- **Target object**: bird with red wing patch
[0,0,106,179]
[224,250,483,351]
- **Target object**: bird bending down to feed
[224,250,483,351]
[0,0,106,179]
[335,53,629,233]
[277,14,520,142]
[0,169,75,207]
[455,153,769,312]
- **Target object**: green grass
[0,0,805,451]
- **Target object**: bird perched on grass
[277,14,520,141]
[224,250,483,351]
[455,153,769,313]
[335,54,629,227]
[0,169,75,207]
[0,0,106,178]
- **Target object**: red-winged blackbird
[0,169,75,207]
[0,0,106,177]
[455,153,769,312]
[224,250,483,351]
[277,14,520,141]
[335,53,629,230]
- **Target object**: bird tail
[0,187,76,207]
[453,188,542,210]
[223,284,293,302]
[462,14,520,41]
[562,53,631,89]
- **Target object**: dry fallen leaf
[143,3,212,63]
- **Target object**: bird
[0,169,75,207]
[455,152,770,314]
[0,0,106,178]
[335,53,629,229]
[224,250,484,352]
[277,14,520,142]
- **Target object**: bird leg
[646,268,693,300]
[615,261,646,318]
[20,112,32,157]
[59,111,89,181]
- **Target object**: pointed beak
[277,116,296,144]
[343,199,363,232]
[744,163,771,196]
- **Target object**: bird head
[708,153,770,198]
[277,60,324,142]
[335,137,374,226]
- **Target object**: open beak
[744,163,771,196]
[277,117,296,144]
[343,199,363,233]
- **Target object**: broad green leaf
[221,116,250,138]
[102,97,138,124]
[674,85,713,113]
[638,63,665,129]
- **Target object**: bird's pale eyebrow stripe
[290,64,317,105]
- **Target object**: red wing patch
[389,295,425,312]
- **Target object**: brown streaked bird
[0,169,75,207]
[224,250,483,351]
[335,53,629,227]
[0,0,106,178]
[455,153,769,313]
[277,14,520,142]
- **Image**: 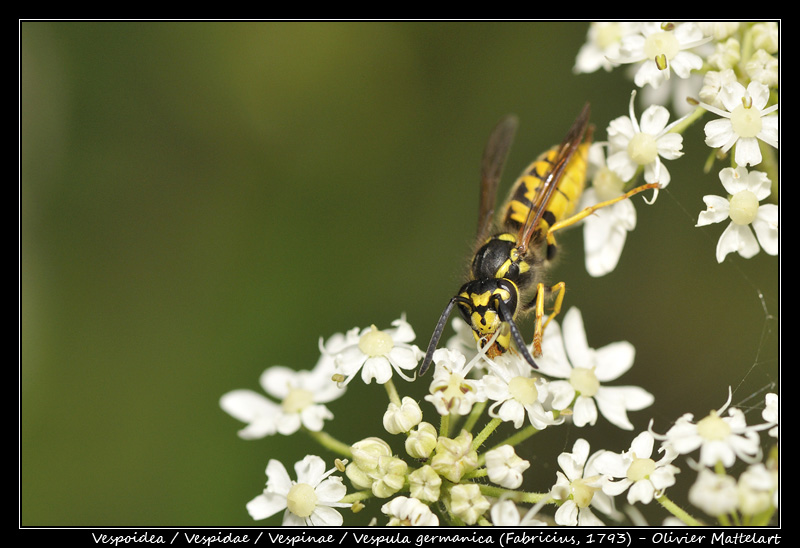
============
#### What is expected
Reproduce the data from the line with "- **Target object**: open beak" up to and including the last line, keeping both ends and leaving the pictures out.

#### Problem solution
- **Target object**: open beak
[744,163,771,196]
[277,117,296,144]
[343,199,363,233]
- **Target object**: broad green leaf
[221,116,250,138]
[102,97,138,124]
[674,85,713,113]
[638,63,665,129]
- **Target object**: bird's pale eyebrow stripe
[290,64,317,105]
- **Target object**: red wing patch
[389,295,425,312]
- **Target object**: brown streaked bird
[0,169,75,207]
[224,250,483,351]
[335,53,629,227]
[0,0,106,178]
[455,153,769,313]
[277,14,520,142]
- **Image**: 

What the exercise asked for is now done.